╭─ Text excerpt
# Website blamed for student suicide



## David Baxter PhD (Nov 18, 2004)

Website blamed for student suicide
Thursday 18th November 2004 
By Lucy Sherriff, _The Register_

A Coroner has condemmed an online suicide guide after a medical student hanged himself following directions on the site. Liverpool Coroner Andre Rebello asked Yahoo! to pull the plug on the Holland-based site, but the company refused.

Arwel Davies, 22, was found hanging from a hook on his bedroom door, the Coroners court heard. Police were called to the scene by Davies' friend, Andrew Baker, who became concerned when he couldn't reach Davies by mobile phone. He discovered the body after breaking into Davies' bedroom.

Authorities suspect messages posted on the site encouraged Davies to end his life. The police found a nine-page print-out from the site, detailing various methods of committing suicide, along with notes on preparing for death, The Sun reports.

Rebello said Davies had become obsessed with suicide and self-harm. He had been treated for depression after a failed suicide attempt earlier in the year. He had tried to overdose on paracetamol. The Coroner told the court: "It is the height of irresponsibility to publish a site which could encourage someone to be tipped over the edge. The internet is there to educate and improve life, not destroy it."

This is far from the first time the internet has been implicated in a suicide. In October this year, seven young Japanese men and women were found dead in a car, apparently as the result of an internet suicide pact.


----------



## Cat Dancer (Nov 18, 2004)

I think that's horrible.


----------



## David Baxter PhD (Nov 18, 2004)

It is. And whatever problems SpaceTime may have, it's what was wrong with what some of the flamers were posting at the other forum he complained about.

I'm pleased to see those threads have been removed now (at the other forum I mean) -- I'm not sure if ThatLady had anything to do with removing them but at least it's nice to see saner minds prevailing even on a gaming site.


----------



## hkfiesta (Nov 19, 2004)

thanks for sharing this..
while that website has some blame, and yes the internet can be quite influencial, do you(anyone whos reading) believe that its truly just that website's fault?
sorry, not trying to convince anything, or challenge anyone's pov. 
while i totally agree that 



> The internet is there to educate and improve life, not destroy it."





> Liverpool Coroner Andre Rebello asked Yahoo! to pull the plug on the Holland-based site, but the company refused.



if someone really did want to self-harm, and was determined, if that website were not there, there's so many other websites all over the internet. 

how can society decrease these happenings? will making a site close down really do the trick? if so, a lot of websites would be in trouble, and the internet is currently quite a 'free' place for websites of all sorts. comments?

no offence to anyone out there..  ^^


----------



## David Baxter PhD (Nov 19, 2004)

No offence taken, hkfiesta.
╰─
*Try it*: Decide whether each statement agrees with the forum thread about a website blamed for a student suicide: (a) Yahoo! agreed to take down the Holland-based site; (b) police found a nine-page print-out from the site; (c) seven young Japanese men and women were found dead in a car in October. For each, answer yes or no and quote the deciding words of the thread.
╭─ Material shown
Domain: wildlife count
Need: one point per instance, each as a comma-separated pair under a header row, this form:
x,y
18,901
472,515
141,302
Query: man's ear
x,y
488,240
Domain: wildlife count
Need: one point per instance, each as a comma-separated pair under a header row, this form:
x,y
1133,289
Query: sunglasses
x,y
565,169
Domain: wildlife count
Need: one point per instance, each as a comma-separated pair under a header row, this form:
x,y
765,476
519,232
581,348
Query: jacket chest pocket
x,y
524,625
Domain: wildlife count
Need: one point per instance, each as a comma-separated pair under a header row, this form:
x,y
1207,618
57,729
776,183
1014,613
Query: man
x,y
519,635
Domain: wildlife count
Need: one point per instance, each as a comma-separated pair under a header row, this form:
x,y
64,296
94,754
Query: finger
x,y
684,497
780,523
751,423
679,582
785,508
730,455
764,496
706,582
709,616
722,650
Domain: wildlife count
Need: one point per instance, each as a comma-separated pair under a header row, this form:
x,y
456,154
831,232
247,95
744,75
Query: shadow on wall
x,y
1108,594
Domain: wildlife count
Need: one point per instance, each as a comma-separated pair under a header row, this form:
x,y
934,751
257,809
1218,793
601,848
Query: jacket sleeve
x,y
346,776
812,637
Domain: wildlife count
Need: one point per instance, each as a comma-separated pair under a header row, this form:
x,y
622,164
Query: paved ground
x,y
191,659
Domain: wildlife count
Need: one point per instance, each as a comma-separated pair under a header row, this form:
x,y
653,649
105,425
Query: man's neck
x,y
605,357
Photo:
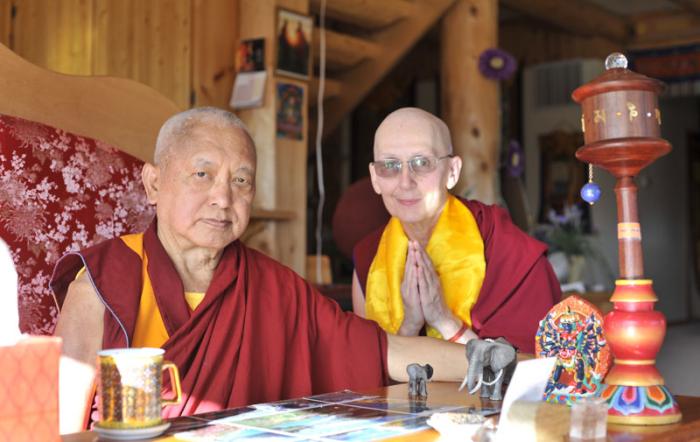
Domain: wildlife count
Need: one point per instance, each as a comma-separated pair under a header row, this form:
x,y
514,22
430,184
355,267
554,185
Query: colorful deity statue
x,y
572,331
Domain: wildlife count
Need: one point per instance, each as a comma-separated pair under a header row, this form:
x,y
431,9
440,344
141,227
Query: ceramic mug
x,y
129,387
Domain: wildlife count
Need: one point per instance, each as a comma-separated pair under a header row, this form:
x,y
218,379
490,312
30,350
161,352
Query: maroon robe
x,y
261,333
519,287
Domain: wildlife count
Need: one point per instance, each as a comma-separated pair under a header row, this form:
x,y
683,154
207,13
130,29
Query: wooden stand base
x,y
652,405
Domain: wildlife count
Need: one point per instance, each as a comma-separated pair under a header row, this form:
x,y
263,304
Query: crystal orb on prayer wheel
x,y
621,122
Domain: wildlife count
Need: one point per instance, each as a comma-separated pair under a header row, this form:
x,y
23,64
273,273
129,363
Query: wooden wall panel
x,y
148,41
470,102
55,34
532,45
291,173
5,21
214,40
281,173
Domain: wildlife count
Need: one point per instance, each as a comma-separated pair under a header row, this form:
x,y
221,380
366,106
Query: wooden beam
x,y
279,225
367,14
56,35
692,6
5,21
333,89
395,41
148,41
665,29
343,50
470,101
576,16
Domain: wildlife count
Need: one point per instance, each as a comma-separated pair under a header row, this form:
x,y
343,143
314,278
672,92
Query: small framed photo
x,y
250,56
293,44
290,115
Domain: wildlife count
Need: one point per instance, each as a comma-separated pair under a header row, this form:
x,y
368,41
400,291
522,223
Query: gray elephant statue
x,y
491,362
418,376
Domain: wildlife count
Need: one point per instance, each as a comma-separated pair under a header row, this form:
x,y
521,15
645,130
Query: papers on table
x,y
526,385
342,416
╰─
*Exercise response*:
(a) No: "Liverpool Coroner Andre Rebello asked Yahoo! to pull the plug on the Holland-based site, but the company refused."
(b) Yes: "The police found a nine-page print-out from the site"
(c) Yes: "In October this year, seven young Japanese men and women were found dead in a car"